■ **Problem to solve**: From the data, return each line holding the word "wave".
== Extracted records ==
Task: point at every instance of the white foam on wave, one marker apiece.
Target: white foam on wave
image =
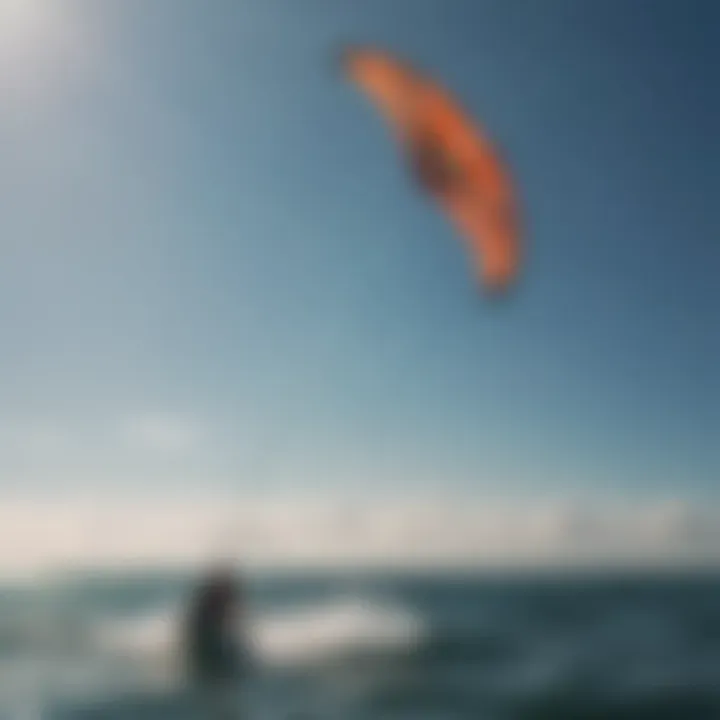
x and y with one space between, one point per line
312 634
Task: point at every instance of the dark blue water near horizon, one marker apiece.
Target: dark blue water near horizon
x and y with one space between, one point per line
378 647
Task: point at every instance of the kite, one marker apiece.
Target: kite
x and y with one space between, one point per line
449 156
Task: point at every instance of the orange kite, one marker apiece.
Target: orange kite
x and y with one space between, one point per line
449 156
===
■ **Answer to this problem**:
Task: point at every instance of the white foam on wave, one marker apiece.
Target: white foam on wave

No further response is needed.